= PAGE =
Ted Pedersen - CS 8995 Corpus Based Natural Language Processing

; Ted Pedersen - CS 8995 Corpus Based Natural Language Processing

CS 8995 Corpus Based Natural Language Processing

Assignment 1 - Due Wed, January 31, 4 pm

Please note that I may revise this based on your feedback and questions. Last update Mon Jan 29 3:00 pm

Objectives

To measure the Mutual information of character pairs and word pairs that occur in text.

Specification

Write a Perl program that will calculate the mutual information for:

Two sequential characters (represented by random variables A and B in the description below), and
Two sequential words (represented by random variables X and Y in the description below).

Your program should display the values of I(A;B) and I(X;Y) as well as the top N character pairs and word pairs and their associated Mutual Information values. Please note that the pairs of random variables (A;B) and (X;Y) should represent a two character/word sequence. In other words, A should refer to the character on the right side and B to the left side of the character pair. X should refer to the word on the right side and Y to the word on the left side. For example, suppose we are computing I(A;B) for the following:

he says

P(A=h, B=e) neq P(A=e, B=h) since the first refers to the pair 'he' and the second refers to the pair 'eh' (which is not observed above).

= DIRECTIONS FOR THIS TASK =
Reproduce the assignment page above in full, word for word.

= DATA SHOWN =

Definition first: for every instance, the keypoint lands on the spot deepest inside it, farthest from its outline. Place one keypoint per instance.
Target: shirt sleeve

= SOLUTION TO THIS EXERCISE =
Ted Pedersen - CS 8995 Corpus Based Natural Language Processing

; Ted Pedersen - CS 8995 Corpus Based Natural Language Processing

CS 8995 Corpus Based Natural Language Processing

Assignment 1 - Due Wed, January 31, 4 pm

Please note that I may revise this based on your feedback and questions. Last update Mon Jan 29 3:00 pm

Objectives

To measure the Mutual information of character pairs and word pairs that occur in text.

Specification

Write a Perl program that will calculate the mutual information for:

Two sequential characters (represented by random variables A and B in the description below), and
Two sequential words (represented by random variables X and Y in the description below).

Your program should display the values of I(A;B) and I(X;Y) as well as the top N character pairs and word pairs and their associated Mutual Information values. Please note that the pairs of random variables (A;B) and (X;Y) should represent a two character/word sequence. In other words, A should refer to the character on the right side and B to the left side of the character pair. X should refer to the word on the right side and Y to the word on the left side. For example, suppose we are computing I(A;B) for the following:

he says

P(A=h, B=e) neq P(A=e, B=h) since the first refers to the pair 'he' and the second refers to the pair 'eh' (which is not observed above).